==== Document segment ====

In 2009, I was granted a number of awards from the business world. Things have been going fast ever since, people find me. I give lectures, and preside over brainstorming sessions. They’ll be sweating into their neckties in a villa and I’ll show up in my shorts. To turn everything upside down, have a critical look, say what I think of things from a certain kind of sincerity. At first I’d get a book token or a bottle of wine, although I didn’t drink wine yet. Or I’d suddenly be paid a lot of money. I never asked for anything.
The greatest thing was when a company revealed their new online strategy half a year after one of those meetings. It was exactly what I’d said, verbatim. That’s when I first realised: they actually do something with it. And then I understood my office co-workers when they said: this is what you’re good at. This is what you should do. I had always been someone who slips ideas into suggestion boxes, without any hope that it would make any difference. Now I understand where the right people are.
I’d like to become better at playing the violin. And then learn to play the guitar. And learn a number of languages. So I’ll have something I can give the people I cross paths with. That’s easier to do if you speak their language, or with music. And I’d like to be a father. I’m very happy with my job, my studies, my friends, the role of knowledge in my life, the role of love in my life. One of the greatest things that happen to me now is that I’m able to unlock all that knowledge in people’s heads, because doors open to me. For example, a while ago I was having coffee with Ben Verwaayen, on the eleventh floor of his office in Paris, right next to the Eiffel Tower. That man has experienced so much that it turns out one hour of his time can give you a tremendous amount of insight.

==== Extracted entries ====

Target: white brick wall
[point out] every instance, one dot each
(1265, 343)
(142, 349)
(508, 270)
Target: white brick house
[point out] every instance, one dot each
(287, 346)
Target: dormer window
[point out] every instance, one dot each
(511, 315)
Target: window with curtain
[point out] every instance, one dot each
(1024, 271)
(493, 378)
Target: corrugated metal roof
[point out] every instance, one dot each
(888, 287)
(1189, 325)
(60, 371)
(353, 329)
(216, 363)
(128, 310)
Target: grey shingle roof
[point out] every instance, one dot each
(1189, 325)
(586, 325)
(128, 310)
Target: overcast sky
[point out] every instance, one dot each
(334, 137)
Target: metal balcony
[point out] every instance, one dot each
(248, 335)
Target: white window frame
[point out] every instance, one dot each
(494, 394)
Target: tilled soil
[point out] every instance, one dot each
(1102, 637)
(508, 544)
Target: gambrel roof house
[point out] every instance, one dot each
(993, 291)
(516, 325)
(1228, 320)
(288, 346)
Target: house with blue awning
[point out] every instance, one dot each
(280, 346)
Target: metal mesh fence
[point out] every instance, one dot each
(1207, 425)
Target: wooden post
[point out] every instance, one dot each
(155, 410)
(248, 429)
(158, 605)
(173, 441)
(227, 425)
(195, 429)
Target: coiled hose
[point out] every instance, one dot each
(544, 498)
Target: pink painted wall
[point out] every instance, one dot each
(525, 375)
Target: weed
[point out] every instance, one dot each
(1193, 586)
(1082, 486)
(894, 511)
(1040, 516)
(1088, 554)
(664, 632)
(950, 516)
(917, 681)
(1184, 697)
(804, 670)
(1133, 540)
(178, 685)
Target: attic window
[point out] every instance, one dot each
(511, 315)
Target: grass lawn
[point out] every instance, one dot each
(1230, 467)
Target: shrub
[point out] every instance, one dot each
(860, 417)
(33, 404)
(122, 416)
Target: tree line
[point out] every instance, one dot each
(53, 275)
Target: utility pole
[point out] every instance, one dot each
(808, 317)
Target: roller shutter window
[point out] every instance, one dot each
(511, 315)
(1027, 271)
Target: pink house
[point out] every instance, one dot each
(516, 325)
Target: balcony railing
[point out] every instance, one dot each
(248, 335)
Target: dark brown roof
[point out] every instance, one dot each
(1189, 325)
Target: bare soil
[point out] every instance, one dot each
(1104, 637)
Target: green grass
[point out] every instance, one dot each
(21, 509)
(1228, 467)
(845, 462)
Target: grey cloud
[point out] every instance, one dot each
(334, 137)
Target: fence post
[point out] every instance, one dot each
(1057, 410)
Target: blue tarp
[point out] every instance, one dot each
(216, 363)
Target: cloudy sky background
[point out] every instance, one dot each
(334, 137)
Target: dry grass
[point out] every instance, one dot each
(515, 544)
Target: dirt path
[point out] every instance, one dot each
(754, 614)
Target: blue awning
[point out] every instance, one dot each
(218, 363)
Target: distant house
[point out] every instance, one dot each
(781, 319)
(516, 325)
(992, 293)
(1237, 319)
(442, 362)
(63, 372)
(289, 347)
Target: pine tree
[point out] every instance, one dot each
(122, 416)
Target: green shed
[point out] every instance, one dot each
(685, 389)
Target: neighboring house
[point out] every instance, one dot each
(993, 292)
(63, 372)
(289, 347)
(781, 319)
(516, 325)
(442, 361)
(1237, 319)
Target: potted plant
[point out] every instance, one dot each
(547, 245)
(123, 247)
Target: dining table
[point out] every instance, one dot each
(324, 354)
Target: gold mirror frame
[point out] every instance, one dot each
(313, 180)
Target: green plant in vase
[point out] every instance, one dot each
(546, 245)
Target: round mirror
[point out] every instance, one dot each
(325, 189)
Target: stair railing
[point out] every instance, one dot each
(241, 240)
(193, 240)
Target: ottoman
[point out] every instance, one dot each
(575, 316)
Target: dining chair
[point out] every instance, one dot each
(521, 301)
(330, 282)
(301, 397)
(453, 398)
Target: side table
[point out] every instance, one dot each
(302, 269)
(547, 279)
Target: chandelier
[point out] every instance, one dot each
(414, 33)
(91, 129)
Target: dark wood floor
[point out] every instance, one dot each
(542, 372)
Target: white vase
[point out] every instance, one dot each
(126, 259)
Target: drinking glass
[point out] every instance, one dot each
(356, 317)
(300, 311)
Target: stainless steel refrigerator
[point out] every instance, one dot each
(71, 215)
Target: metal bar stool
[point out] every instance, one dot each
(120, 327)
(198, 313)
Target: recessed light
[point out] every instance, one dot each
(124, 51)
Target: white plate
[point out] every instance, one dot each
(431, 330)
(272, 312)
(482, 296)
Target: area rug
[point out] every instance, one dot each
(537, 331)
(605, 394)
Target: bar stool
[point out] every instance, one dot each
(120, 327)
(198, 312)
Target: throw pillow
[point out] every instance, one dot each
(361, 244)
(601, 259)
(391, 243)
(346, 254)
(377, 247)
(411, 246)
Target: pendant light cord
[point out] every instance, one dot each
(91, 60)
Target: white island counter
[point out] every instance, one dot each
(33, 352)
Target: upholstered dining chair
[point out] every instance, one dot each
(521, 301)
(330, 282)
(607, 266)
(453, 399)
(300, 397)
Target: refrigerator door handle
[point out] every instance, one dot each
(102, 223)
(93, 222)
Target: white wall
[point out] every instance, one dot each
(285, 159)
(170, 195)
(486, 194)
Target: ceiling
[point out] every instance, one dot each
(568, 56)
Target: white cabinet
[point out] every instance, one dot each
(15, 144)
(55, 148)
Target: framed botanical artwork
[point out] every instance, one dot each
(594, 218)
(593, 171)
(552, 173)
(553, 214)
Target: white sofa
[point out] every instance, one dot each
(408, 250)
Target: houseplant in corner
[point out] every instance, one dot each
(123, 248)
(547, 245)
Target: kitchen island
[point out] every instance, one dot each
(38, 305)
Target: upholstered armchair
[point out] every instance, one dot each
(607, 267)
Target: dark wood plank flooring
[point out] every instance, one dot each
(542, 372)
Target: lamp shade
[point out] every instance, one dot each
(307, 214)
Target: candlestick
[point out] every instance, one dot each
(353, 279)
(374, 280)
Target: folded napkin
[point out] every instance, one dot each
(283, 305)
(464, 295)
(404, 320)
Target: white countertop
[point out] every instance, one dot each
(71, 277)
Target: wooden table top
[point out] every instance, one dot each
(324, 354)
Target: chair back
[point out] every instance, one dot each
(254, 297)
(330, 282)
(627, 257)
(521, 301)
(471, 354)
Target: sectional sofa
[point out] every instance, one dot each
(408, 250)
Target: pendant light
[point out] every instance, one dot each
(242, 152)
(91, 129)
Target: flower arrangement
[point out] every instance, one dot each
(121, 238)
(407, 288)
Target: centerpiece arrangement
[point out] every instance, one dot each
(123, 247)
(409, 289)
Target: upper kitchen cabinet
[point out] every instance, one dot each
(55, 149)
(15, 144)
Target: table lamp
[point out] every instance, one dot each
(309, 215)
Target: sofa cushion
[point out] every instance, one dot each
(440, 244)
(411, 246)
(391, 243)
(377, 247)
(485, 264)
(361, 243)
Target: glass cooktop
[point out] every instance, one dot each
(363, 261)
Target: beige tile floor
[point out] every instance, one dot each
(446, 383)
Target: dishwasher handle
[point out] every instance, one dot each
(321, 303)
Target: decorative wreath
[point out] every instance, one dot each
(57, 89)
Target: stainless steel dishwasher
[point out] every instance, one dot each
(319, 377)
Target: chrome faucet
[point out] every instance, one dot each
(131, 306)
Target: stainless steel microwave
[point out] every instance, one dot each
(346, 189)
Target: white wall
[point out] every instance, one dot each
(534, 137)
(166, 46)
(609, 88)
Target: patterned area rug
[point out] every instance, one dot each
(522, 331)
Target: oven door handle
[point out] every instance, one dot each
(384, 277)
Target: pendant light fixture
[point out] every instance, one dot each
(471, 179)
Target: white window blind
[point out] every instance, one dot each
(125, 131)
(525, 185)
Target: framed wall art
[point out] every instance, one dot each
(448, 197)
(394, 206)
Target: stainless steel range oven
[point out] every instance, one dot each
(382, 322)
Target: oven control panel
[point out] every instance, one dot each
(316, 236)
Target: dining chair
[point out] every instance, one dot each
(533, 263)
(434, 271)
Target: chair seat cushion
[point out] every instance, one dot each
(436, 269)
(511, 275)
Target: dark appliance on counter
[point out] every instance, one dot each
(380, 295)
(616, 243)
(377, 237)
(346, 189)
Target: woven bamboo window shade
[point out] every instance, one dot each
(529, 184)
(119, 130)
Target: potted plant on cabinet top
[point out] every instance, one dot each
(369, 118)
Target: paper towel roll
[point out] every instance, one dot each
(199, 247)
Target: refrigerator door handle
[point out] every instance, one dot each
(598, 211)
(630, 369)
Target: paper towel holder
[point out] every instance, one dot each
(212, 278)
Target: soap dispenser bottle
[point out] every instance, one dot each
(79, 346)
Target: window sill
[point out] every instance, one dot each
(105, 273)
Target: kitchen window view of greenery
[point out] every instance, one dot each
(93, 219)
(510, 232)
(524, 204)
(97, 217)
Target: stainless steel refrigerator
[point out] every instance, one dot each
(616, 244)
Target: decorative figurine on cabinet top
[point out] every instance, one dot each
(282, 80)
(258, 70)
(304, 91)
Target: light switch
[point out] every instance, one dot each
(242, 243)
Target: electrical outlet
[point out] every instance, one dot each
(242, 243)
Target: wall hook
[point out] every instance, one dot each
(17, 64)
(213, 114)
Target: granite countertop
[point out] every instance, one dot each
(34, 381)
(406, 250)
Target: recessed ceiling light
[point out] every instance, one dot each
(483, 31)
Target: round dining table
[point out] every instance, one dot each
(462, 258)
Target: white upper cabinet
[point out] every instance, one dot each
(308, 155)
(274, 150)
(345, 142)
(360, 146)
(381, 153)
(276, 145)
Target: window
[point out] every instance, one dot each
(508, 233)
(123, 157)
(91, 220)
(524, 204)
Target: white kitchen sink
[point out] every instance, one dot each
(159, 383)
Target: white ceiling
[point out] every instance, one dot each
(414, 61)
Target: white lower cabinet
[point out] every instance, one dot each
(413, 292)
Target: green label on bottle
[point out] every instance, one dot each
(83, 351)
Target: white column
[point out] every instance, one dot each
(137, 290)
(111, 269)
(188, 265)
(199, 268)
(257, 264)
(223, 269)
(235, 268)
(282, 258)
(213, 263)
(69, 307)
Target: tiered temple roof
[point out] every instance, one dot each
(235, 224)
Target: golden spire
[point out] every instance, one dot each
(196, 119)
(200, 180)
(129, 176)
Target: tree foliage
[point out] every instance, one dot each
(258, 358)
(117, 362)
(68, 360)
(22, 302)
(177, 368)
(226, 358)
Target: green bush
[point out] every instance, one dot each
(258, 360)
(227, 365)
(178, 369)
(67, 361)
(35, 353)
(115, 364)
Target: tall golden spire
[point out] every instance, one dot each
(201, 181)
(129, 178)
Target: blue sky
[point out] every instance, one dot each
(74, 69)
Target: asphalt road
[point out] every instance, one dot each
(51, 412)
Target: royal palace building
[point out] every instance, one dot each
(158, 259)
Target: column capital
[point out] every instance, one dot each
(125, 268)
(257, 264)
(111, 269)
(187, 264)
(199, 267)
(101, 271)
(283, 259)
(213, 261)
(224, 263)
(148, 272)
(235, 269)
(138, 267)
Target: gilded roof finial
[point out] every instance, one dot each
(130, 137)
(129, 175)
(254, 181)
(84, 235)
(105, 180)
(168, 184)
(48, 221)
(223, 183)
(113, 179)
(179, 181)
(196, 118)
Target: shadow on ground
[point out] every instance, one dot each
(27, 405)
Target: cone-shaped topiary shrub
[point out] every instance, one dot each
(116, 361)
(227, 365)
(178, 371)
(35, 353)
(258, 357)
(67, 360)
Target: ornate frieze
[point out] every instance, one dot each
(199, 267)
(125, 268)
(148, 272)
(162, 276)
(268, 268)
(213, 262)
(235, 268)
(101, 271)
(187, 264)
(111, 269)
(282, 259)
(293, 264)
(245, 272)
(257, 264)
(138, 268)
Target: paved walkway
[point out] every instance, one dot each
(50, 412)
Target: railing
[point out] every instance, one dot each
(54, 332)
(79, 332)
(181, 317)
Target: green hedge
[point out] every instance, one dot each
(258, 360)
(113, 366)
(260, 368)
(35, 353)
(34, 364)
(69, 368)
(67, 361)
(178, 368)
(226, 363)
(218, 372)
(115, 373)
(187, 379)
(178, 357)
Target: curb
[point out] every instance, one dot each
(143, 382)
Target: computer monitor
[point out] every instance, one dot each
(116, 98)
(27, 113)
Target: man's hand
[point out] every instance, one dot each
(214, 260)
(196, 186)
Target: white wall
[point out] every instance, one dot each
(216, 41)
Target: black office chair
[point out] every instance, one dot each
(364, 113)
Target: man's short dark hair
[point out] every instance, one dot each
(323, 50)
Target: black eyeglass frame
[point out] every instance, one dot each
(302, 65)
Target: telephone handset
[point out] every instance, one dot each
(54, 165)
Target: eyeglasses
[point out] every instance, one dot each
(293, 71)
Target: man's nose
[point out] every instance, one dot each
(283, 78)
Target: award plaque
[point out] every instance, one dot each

====

:: Brief ::
Reproduce verbatim the passage of the first-person career account above that runs from "I’d like to become" up to and including "amount of insight.".

:: Written answer ::
I’d like to become better at playing the violin. And then learn to play the guitar. And learn a number of languages. So I’ll have something I can give the people I cross paths with. That’s easier to do if you speak their language, or with music. And I’d like to be a father. I’m very happy with my job, my studies, my friends, the role of knowledge in my life, the role of love in my life. One of the greatest things that happen to me now is that I’m able to unlock all that knowledge in people’s heads, because doors open to me. For example, a while ago I was having coffee with Ben Verwaayen, on the eleventh floor of his office in Paris, right next to the Eiffel Tower. That man has experienced so much that it turns out one hour of his time can give you a tremendous amount of insight.